#### LISTED ENTRIES

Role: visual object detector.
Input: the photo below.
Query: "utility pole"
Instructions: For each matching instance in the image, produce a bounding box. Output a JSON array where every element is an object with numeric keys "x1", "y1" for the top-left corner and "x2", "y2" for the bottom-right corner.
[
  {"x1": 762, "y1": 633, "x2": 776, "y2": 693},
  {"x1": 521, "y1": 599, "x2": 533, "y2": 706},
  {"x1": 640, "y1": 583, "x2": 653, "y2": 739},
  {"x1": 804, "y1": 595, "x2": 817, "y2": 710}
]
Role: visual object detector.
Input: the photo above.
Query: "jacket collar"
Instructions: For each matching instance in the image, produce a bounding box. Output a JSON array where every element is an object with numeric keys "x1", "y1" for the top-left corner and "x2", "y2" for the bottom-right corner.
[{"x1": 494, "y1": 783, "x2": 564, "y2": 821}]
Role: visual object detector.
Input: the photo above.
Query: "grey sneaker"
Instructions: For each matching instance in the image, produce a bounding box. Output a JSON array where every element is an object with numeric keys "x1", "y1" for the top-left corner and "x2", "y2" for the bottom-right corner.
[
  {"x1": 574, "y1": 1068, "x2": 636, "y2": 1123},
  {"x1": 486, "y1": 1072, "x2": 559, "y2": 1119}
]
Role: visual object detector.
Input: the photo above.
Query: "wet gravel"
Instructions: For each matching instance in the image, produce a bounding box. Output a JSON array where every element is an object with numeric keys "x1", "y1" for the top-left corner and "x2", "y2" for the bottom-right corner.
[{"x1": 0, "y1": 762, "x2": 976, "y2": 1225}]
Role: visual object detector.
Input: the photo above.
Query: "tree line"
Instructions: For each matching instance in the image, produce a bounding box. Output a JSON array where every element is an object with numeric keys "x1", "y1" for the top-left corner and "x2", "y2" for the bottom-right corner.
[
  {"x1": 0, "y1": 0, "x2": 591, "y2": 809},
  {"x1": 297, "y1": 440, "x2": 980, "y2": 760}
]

########

List each line of the records that contains the string "Query".

Query: "utility pole"
Query: "jacket collar"
Query: "grey sneaker"
Query: "wet gravel"
Query: "tree line"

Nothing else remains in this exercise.